### [Stated exercise 1]
For the text on stand-up comedy, state whether each statement agrees with it: (a) most people who take up stand-up comedy already have the natural talent they need; (b) talent a person lacks can be acquired by writing; (c) a comedian should structure material to get 4-6+ laughs per minute. Answer yes or no for each and quote the deciding words from the text.
### [Stated exercise 2]
Pick up the text on stand-up comedy after its final sentence and carry it forward.

### [Reading text]
★ ★ ★

Am I Funny Enough For Stand-up Comedy Or Am I Just Wasting My Time?

Sometimes I get difficult, if not impossible questions like:

Am I funny enough for stand-up comedy or am I just wasting my time?

Without knowing an individual personally or without reviewing a video of an individual performing stand-up comedy, there’s no way for me to tell.

But I can tell you what I know, which is:

Most people (roughly 60%-70%) who make the decision to jump into stand-up comedy have all the natural comedy talent they need to do well as a comedian.

The other 30%-40% simply don’t have the baseline talent needed to make any headway.

And there’s no way to learn to have talent or “write” oneself into having talent that is not there already. Anyone that makes an offer to “teach” someone how to somehow have talent is a scam artist for sure.

For the majority of those who do have all the natural comedy talent they need to do well as a comedian, success on stage really boils down to this (in a nutshell):

  • Recognizing what makes a person funny and capitalizing on those attributes
  • Structuring what a person wants to express to an audience to get 4-6+ laughs per minute (whether it be a one liner approach or topic based approach)
  • Professionally preparing to deliver their stand-up comedy material confidently, again capitalizing on the attributes that make that person funny in the first place

Ultimately, it will be the audience laughter response a comedian can generate with consistency that will determine if they are “funny enough” for stand-up comedy.

Most talented individuals were “comedians” long before they ever make the decision to get involved in stand-up comedy.

They have already well developed expressive traits, communication “techniques”, mannerisms, etc. that are proven to work to generate laughs off stage and will usually work to generate laughs on stage.

Unfortunately, most new comedians get stuck in some sort of “writing” exercise, depending on “fabricating” mere words and sentences from a blank piece of paper when it comes to getting laughs.



That’s like trying to drive a car with only the steering wheel. While the steering wheel is certainly a critical element on an automobile, it doesn’t work well without the rest of the car.

★ ★ ★

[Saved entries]
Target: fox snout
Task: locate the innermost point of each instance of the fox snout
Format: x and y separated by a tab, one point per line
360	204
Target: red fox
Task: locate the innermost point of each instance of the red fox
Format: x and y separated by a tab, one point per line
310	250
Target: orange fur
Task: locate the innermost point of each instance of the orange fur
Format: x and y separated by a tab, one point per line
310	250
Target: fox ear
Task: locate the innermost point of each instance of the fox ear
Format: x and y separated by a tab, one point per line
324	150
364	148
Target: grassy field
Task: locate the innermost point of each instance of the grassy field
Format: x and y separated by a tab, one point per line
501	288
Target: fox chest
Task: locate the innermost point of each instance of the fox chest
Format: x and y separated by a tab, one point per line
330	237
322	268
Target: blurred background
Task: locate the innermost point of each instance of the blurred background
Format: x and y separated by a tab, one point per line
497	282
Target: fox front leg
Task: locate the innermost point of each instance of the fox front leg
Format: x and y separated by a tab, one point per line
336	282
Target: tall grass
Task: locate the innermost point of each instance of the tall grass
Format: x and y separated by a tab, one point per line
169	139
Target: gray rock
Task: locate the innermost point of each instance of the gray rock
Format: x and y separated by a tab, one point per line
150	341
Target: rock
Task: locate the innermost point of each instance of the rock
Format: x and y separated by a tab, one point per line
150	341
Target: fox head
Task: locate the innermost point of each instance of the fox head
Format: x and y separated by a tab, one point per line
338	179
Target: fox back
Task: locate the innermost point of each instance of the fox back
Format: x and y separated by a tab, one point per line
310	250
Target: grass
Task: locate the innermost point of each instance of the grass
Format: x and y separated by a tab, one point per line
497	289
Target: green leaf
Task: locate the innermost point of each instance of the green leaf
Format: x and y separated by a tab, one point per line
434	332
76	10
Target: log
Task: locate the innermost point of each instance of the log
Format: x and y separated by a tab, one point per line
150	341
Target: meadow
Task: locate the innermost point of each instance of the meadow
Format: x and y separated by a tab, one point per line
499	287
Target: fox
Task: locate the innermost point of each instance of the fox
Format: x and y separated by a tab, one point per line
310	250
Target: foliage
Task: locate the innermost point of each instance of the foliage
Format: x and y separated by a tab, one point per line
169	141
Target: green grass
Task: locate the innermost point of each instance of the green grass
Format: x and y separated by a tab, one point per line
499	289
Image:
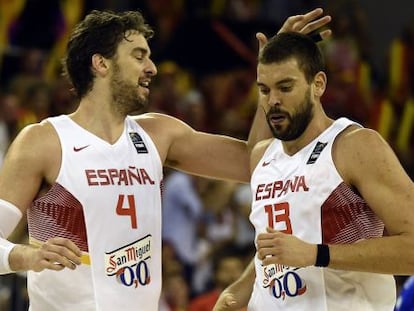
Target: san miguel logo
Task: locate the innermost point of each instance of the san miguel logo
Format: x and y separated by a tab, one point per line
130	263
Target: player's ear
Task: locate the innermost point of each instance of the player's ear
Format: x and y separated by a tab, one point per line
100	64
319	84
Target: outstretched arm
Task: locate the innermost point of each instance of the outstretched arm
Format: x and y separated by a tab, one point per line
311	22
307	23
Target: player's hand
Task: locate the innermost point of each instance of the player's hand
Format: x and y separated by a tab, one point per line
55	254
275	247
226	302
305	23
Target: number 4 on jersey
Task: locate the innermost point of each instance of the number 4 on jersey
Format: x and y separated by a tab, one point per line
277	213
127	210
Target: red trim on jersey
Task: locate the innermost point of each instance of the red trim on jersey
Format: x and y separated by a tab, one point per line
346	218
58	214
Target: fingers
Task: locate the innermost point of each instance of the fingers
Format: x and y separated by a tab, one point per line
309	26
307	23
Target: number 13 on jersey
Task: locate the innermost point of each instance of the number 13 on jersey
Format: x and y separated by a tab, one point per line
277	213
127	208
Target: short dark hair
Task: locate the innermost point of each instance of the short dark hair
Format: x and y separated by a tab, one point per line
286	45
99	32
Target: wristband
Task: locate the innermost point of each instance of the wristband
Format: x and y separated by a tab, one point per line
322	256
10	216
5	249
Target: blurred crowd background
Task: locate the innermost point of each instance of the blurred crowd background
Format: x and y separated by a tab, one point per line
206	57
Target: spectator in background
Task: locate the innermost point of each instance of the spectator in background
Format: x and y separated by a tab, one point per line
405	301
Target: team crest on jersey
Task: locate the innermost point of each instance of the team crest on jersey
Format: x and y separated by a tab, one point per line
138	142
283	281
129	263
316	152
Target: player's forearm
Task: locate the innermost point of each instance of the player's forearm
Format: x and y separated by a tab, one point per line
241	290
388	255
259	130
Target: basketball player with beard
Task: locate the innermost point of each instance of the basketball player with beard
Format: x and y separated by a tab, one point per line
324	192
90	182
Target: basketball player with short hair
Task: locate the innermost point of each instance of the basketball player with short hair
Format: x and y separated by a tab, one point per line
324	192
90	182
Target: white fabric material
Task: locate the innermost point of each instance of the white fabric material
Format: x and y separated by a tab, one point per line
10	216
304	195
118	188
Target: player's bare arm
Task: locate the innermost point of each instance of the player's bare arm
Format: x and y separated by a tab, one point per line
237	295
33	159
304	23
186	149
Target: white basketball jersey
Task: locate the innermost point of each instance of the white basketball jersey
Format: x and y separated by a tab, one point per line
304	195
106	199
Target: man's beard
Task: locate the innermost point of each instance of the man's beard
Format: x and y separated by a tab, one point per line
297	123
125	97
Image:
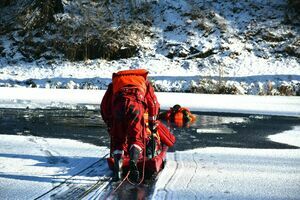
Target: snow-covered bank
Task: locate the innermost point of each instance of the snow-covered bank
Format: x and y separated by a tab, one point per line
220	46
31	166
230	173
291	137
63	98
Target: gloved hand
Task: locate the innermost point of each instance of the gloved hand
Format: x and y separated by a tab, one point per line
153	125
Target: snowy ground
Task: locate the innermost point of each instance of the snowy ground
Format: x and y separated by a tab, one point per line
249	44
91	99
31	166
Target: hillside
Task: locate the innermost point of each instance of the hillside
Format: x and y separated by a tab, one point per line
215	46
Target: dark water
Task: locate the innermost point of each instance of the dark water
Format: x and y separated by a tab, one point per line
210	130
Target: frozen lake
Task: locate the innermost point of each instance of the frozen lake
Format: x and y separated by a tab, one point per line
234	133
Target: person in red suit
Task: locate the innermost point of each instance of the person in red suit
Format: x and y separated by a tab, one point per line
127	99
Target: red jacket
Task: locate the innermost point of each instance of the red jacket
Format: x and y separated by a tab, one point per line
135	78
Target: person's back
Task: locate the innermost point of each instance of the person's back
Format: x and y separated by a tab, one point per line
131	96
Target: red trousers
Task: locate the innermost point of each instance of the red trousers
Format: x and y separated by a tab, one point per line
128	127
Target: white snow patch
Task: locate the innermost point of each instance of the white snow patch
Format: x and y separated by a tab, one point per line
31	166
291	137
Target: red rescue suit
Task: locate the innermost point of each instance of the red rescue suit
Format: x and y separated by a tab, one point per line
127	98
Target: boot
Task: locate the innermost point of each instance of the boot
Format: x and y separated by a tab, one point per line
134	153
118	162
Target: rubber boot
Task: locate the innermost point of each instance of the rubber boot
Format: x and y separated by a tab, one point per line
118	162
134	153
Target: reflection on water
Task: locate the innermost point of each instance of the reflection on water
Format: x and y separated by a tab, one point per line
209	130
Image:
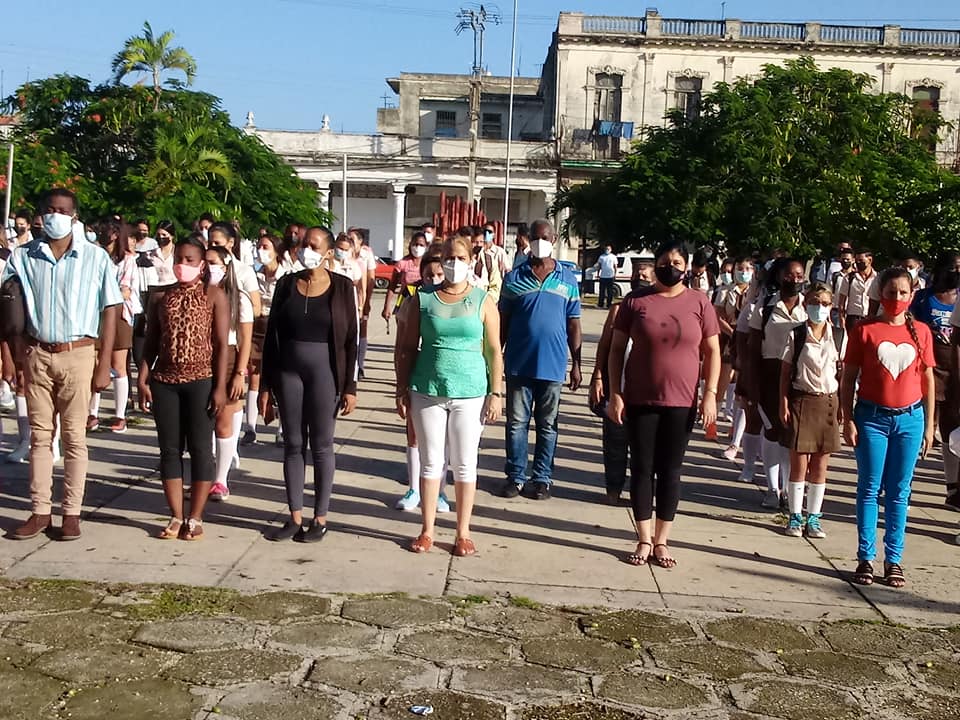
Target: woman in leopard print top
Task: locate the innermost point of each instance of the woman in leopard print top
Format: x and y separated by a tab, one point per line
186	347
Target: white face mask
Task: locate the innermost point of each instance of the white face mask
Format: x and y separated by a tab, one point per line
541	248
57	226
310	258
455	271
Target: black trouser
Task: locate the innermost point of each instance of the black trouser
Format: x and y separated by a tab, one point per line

★ ★ ★

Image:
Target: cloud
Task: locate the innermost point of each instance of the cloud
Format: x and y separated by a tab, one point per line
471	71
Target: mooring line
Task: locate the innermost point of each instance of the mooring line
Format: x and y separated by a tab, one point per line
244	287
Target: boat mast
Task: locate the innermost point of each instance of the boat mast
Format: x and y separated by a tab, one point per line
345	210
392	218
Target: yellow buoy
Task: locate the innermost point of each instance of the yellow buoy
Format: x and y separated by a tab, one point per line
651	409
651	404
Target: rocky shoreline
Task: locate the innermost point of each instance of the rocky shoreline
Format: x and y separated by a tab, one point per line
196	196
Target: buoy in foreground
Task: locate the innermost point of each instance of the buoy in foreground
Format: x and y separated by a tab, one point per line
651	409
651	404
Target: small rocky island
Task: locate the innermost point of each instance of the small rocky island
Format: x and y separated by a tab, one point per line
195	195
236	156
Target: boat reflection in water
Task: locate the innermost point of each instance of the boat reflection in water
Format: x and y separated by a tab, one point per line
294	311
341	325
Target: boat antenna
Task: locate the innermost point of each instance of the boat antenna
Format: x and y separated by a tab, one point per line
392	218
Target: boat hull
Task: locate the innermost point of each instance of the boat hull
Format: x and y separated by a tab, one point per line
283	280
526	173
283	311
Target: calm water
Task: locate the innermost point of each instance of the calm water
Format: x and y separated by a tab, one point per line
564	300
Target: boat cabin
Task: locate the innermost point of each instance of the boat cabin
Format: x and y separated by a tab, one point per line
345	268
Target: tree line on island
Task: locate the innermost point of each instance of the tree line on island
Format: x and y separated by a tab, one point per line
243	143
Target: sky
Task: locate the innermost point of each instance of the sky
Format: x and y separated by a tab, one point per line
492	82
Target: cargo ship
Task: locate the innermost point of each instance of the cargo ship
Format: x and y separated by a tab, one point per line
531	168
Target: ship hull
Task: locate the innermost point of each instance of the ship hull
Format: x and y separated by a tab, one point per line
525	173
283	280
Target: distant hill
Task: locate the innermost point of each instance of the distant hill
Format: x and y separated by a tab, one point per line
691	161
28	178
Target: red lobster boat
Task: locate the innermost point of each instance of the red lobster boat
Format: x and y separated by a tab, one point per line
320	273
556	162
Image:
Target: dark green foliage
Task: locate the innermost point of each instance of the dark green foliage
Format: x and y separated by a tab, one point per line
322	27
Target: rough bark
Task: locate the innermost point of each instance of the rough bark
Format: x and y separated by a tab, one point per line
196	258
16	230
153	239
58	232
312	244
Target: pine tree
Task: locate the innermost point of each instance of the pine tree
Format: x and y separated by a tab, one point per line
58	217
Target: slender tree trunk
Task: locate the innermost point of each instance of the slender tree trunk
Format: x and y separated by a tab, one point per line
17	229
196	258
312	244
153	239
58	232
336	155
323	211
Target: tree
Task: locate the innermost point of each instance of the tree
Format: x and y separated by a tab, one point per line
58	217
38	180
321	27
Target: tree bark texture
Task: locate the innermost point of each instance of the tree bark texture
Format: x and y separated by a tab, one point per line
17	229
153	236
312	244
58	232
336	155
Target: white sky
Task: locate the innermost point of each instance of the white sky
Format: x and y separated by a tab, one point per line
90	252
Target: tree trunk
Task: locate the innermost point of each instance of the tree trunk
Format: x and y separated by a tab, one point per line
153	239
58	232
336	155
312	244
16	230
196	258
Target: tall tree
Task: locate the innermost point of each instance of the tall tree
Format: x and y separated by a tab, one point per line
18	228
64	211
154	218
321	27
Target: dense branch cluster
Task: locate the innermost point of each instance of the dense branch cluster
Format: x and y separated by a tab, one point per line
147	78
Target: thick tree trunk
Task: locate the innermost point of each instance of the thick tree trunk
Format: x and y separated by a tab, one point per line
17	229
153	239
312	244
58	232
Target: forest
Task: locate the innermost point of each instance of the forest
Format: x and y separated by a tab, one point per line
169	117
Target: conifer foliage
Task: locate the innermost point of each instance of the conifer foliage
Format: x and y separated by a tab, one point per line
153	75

★ ★ ★

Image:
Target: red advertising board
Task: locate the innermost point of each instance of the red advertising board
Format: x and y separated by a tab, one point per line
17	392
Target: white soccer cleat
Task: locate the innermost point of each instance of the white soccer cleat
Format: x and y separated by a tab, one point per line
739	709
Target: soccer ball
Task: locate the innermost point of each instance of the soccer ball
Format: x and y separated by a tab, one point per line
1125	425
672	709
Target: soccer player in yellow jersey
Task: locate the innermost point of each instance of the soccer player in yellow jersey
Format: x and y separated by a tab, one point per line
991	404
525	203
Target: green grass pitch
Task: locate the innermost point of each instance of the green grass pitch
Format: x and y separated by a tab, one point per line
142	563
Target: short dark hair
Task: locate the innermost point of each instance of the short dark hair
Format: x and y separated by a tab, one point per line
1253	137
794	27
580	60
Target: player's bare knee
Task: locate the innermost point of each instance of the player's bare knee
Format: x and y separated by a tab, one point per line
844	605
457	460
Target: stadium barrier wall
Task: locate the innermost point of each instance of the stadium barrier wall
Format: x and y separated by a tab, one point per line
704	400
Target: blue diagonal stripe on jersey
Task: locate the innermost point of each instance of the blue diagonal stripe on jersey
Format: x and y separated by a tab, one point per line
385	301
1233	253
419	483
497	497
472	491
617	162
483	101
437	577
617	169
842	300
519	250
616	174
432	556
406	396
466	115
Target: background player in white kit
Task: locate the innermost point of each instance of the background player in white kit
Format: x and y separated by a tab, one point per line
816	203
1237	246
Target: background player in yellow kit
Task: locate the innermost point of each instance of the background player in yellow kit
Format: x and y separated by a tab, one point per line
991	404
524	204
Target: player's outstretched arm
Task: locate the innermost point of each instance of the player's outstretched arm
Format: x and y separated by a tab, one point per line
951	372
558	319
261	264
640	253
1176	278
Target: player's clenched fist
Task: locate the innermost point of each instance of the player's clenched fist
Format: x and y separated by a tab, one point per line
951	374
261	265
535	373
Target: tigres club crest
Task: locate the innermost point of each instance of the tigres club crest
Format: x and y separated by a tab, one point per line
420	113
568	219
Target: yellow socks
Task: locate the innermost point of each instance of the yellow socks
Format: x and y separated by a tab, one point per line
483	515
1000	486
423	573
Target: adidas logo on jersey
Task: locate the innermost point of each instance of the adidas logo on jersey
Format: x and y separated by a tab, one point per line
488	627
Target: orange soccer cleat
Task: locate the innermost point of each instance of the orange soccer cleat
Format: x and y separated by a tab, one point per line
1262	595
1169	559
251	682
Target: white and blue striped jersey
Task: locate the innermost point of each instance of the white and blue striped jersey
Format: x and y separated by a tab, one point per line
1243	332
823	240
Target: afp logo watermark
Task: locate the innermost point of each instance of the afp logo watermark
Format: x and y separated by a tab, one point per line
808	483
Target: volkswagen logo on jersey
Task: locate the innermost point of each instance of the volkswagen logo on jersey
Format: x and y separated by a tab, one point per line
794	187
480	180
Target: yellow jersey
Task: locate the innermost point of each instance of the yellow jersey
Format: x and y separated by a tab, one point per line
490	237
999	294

★ ★ ★

### [Reply 1]
(a) Yes: "Most people (roughly 60%-70%) who make the decision to jump into stand-up comedy have all the natural comedy talent they need to do well as a comedian."
(b) No: "And there’s no way to learn to have talent or “write” oneself into having talent that is not there already."
(c) Yes: "Structuring what a person wants to express to an audience to get 4-6+ laughs per minute"

### [Reply 2]
The reality of the situation is that people don’t develop the sense of humor and comedy talent they have as a result of exchanging written messages with people their whole life. Writing is a completely different form of communication than talking in so many ways.

Yet somehow, people are led to believe that it is some sort of writing process that will propel a person into success as a comedian. Don’t get me wrong – stand-up comedy jokes and material should be written down because words and sentences are not visible or available for editing, restructuring or adjustment until they are.

The last time that you used your comedy talent to cause someone to laugh while you were in conversation — did that happen because you stopped and wrote a joke or something funny on paper and handed it to the person for them to read???

The thing that trips most people up when it comes to becoming a comedian is that they are either led to believe or they assume that writing and talking are 100% interchangeable forms of a communication and that comedy material is “extracted” from blank paper using some sort of special word structure that forms jokes.

If you want to subscribe to that hooey, that’s completely your call. What I will tell is that if you take this approach of attempting to write your way to being funny as a comedian, the vast majority of your sense of humor and comedy talent will never make it to the stage.

Just keep in mind that NOBODY gets talker’s block.

So the answer to the question “Am I funny enough to be a comedian?” is most likely yes. The better question is this:

Are you going to use the sense of humor and comedy talent you developed from talking and interacting with others your whole life or are you going to try to “write” your way to being funny on stage as a comedian?

Related Article: How To Get Stuck In Stand-up Comedy Joke Writing Mode

Stand-up comedy is a very deceptive art form in that there is much more involved in developing and delivering a stand-up comedy act that actually generates big laughs than meets the eye.



So here’s the bottom line:

If an individual does have comedy talent and actually knows what they are doing when it comes to developing and delivering a tight, professional stand-up comedy routine

They can usually determine from relatively few performances over a relatively short period of time whether or not they are “funny enough” for stand-up comedy.

Related Video And Link:

The remainder of this interview can be found on this page.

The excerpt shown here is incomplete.